[AIM 1] For the passage on board diversity disclosure, decide whether each statement agrees with it. Answer yes or no, and quote the words from the passage that settle it. (a) The Ontario Securities Commission proposed mandatory targets for women on boards. (b) An issuer without term limits for its directors would have to disclose why. (c) An issuer with a policy on women directors would report only its cumulative progress toward the policy's objectives.
[AIM 2] According to the passage on board diversity disclosure, which form's annual disclosure would the proposed amendments change?
[AIM 3] Pick up the passage on board diversity disclosure after its final sentence and continue writing it.

[EXTRACT TO READ]

The Ontario Securities Commission has proposed new requirements to increase transparency regarding the representation of women on boards of directors and in senior management roles by TSX-listed and other non-venture issuers. The OSC did not propose adopting mandatory targets or quotas. However, it is clear that the intent of the proposals is to foster increased participation of women on boards and in management.

Proposed amendments to the annual disclosure under Form 58-101F1 of National Instrument 58-101 Disclosure of Corporate Governance Practices would require issuers to:

Terms Limits

  • Disclose whether or not the issuer has adopted term limits for the directors on its board.
  • If the issuer has not adopted term limits, disclose why it has not.

Policies regarding the representation of women on the board

  • Disclose whether the issuer has adopted a policy for the identification and nomination of women directors.
  • If the issuer has not adopted such a policy, disclose why it has not.
  • If an issuer has adopted such a policy, disclose
    • a short summary of its objectives and key provisions,
    • the measures taken to ensure that the policy has been implemented effectively,
    • annual and cumulative progress by the issuer on achieving the objectives of the policy, and
    • whether and, if so, how the board or its nominating committee measures the effectiveness of the policy.

Consideration of the representation of women in the director identification and selection process

  • Disclose whether and, if so, how the board or nominating committee considers the level of representation of women on the board in identifying and nominating candidates for election or re-election to the board.
  • If the issuer does not consider the level of representation of women on the board in identifying and nominating candidates for election or re-election to the board, disclose the issuer’s reasons for not doing so.

[Dataset excerpt]
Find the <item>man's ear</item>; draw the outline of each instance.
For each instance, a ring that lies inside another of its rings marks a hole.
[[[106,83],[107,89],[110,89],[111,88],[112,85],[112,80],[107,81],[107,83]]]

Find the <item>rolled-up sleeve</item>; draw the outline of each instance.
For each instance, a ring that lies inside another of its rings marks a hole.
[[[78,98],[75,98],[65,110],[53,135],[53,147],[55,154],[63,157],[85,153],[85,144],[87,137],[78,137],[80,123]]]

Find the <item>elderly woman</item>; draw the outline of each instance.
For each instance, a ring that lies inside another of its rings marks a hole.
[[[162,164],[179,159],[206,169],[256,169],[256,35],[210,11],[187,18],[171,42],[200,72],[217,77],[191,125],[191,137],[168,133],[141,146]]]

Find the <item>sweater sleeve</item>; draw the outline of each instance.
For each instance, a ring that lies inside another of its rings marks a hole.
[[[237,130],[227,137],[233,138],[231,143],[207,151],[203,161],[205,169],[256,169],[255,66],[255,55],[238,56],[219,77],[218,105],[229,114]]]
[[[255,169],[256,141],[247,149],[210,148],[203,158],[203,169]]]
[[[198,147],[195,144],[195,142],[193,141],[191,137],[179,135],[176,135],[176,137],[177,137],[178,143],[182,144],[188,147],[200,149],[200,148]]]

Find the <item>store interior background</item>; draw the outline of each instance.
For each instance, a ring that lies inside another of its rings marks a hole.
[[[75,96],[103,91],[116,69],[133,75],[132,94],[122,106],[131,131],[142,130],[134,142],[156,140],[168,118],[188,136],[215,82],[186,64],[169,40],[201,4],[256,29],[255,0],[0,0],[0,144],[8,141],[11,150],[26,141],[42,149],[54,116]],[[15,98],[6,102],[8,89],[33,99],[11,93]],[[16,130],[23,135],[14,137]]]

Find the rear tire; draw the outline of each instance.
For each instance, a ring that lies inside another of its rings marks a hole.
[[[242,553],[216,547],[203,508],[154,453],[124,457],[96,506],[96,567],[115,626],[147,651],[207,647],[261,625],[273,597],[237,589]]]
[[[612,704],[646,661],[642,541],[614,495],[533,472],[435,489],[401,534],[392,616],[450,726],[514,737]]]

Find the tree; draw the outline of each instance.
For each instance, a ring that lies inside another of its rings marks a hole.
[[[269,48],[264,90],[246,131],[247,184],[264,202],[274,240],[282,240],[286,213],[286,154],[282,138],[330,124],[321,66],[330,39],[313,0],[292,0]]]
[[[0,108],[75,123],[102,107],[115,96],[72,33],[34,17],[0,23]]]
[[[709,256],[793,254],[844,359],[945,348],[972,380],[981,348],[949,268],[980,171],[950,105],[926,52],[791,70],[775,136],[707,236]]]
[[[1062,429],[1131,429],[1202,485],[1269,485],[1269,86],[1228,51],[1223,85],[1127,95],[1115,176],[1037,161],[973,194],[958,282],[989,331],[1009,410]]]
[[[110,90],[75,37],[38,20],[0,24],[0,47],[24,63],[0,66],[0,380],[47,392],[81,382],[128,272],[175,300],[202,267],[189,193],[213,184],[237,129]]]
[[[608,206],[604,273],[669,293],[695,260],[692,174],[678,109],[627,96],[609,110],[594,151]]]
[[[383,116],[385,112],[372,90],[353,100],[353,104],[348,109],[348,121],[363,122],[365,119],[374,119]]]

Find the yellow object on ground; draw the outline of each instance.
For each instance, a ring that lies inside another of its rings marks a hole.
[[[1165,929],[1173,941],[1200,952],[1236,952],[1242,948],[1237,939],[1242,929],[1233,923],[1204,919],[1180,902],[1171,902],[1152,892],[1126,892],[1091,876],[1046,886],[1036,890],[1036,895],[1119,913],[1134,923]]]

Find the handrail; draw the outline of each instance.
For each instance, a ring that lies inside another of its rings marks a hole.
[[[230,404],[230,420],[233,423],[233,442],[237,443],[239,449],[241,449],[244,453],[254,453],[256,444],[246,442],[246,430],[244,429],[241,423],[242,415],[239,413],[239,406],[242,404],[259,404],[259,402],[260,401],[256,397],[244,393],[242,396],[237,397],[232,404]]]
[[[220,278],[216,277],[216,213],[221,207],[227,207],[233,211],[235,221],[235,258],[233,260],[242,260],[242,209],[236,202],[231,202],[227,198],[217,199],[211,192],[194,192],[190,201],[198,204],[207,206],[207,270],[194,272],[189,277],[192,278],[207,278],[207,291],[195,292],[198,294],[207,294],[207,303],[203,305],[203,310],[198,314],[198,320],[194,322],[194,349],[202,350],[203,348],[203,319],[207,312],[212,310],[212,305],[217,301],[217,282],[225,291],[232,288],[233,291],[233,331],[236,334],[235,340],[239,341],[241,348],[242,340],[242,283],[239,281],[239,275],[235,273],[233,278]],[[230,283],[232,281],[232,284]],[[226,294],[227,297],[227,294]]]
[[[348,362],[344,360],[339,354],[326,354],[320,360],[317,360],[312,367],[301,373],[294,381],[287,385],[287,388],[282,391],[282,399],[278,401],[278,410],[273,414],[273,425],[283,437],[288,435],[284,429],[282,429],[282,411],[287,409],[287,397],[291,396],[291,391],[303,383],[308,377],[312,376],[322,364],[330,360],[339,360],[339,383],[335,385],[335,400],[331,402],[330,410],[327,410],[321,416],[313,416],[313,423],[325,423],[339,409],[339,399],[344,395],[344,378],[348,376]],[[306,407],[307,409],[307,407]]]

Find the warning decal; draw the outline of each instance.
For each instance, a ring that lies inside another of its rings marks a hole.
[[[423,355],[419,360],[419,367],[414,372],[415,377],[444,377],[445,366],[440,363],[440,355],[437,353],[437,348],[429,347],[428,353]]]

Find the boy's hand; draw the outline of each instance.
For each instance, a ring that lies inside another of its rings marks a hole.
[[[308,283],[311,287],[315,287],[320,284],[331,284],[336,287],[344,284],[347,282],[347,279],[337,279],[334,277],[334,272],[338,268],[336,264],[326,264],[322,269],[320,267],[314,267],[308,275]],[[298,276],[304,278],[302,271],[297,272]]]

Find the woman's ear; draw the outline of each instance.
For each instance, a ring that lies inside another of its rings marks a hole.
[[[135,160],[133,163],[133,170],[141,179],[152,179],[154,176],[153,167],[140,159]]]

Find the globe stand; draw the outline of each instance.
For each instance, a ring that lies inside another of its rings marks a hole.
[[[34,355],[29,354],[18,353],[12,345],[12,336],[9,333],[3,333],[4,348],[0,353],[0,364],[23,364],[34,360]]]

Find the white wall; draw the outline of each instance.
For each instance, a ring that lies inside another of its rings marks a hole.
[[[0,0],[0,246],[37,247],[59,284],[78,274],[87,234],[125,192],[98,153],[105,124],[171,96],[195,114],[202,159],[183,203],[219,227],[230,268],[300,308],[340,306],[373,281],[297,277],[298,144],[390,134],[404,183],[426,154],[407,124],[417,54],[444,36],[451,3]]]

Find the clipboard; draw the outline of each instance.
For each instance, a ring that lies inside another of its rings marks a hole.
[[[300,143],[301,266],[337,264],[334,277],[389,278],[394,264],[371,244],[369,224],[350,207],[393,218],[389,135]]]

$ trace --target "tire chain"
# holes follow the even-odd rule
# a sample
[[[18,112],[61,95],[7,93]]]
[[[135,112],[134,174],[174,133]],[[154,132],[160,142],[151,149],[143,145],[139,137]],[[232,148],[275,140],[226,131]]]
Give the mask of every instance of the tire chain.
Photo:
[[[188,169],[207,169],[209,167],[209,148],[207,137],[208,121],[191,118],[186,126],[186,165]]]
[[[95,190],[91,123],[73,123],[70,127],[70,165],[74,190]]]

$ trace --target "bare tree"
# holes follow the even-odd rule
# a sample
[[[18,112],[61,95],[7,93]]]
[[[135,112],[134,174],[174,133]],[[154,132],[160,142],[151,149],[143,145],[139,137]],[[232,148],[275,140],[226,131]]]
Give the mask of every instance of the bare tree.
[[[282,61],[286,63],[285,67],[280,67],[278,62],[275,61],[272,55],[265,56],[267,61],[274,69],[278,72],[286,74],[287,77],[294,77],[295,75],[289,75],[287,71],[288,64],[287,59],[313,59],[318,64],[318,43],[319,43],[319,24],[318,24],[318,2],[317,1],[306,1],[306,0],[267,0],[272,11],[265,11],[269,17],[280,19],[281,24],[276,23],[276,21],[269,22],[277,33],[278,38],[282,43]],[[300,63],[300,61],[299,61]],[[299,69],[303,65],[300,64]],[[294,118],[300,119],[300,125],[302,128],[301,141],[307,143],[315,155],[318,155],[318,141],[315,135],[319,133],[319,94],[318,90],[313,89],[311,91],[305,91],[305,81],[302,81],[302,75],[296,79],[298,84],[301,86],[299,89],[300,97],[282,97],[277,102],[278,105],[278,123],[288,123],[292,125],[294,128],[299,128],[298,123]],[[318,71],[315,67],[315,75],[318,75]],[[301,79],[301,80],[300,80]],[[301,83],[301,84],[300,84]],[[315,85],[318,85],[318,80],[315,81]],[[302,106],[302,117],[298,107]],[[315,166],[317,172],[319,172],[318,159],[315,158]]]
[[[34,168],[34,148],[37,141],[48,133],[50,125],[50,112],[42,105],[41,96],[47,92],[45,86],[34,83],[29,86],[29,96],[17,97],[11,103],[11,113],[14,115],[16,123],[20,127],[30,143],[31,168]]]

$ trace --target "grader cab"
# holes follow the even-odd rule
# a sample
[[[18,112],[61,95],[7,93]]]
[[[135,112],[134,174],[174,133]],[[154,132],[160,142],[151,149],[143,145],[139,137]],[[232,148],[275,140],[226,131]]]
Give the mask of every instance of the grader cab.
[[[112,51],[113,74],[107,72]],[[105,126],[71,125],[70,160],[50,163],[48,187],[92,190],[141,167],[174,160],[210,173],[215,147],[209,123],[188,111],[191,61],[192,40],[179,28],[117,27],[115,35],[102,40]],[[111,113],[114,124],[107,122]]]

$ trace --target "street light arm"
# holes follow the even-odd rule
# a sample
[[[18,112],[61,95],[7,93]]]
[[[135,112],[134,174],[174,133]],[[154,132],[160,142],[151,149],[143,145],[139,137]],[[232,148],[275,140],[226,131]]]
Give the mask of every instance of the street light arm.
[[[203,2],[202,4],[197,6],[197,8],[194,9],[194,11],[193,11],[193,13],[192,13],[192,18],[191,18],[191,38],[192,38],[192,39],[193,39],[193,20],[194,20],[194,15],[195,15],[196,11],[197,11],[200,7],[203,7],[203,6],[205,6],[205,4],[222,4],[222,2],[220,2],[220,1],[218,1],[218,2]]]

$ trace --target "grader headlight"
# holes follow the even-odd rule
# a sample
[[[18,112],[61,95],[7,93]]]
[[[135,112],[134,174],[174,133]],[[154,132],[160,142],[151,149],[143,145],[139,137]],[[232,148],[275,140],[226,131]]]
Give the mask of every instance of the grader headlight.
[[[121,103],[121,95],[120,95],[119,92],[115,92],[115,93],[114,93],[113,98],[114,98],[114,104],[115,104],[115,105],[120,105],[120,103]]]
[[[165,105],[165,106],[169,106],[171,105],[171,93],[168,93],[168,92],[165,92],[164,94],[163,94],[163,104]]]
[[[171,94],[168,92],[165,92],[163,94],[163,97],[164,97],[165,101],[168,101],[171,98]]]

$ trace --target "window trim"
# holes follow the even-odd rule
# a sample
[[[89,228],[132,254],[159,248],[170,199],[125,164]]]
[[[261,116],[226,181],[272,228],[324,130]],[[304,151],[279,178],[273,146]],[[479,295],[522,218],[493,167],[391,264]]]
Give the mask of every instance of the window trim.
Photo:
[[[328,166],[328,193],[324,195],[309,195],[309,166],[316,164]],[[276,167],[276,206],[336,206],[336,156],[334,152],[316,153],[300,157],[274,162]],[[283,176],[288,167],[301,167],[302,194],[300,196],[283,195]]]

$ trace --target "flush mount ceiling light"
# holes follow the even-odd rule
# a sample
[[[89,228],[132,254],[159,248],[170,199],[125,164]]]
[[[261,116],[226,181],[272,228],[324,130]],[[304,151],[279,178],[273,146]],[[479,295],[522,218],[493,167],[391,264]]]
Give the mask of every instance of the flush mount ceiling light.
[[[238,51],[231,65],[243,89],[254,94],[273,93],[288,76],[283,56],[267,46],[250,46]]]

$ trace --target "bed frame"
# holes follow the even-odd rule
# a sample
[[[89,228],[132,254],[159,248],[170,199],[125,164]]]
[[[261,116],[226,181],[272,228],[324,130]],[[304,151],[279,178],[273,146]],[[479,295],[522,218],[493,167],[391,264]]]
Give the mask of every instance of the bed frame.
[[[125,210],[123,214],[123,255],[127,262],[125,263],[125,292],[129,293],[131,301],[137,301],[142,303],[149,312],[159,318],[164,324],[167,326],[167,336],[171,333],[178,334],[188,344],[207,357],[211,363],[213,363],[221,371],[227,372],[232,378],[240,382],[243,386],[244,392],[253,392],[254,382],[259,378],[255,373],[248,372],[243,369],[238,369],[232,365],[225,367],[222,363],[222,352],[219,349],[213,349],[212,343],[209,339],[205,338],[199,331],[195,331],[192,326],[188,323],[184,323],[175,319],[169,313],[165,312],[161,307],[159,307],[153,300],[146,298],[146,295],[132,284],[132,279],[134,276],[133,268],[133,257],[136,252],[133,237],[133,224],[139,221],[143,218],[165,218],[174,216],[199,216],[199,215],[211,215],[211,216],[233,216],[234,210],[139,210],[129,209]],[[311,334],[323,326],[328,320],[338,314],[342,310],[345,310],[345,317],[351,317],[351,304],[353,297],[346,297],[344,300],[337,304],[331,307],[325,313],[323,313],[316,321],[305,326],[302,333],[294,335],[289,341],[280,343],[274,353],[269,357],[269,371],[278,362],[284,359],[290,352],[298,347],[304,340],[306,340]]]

[TASK ANSWER 1]
(a) No: "The OSC did not propose adopting mandatory targets or quotas."
(b) Yes: "If the issuer has not adopted term limits, disclose why it has not."
(c) No: "annual and cumulative progress by the issuer on achieving the objectives of the policy"

[TASK ANSWER 2] Form 58-101F1 of National Instrument 58-101 Disclosure of Corporate Governance Practices.

[TASK ANSWER 3]
Consideration given to the representation of women in executive officer appointments

  • Disclose whether and, if so, how the issuer considers the level of representation of women in executive officer positions when making executive officer appointments.
  • If the issuer does not consider the level of representation of women in executive officer positions when making executive officer appointments, disclose the issuer’s reasons for not doing so.

Issuer’s targets regarding the representation of women on the board and in executive officer positions

  • Disclose whether the issuer has adopted target(s) regarding women on the issuer’s board.
  • If the issuer has not adopted such target(s), disclose why it has not.
  • Disclose whether the issuer has adopted target(s) regarding women in executive officer positions of the issuer.
  • If the issuer has not adopted such target(s), disclose why it has not.
  • If the issuer has adopted such target(s), disclose the annual and cumulative progress of the issuer in achieving its target(s).

Number of women on the board and in executive officer positions

  • Disclose the number and proportion (in percentage terms) of directors on the issuer’s board who are women.
  • Disclose the number and proportion (in percentage terms) of executive officers of the issuer, including all subsidiary entities of the issuer, who are women.

Issuers will be permitted to include other relevant information in their disclosure and incorporate information by reference to another filed document.

The proposed amendments would apply only to issuers that are reporting issuers in Ontario. However, this includes all issuers listed on the TSX.

The proposed amendments are open for comment until April 16, 2014. However, they reflect feedback received on OSC Staff Consultation Paper 58-401 Disclosure Requirements Regarding Women on Boards and in Senior Management, which was published at the request of the Government of Ontario.

The “comply-or-explain” approach taken in the proposed amendments is consistent with the existing corporate governance disclosure requirements and provides issuers with the flexibility to adopt the policies that they choose.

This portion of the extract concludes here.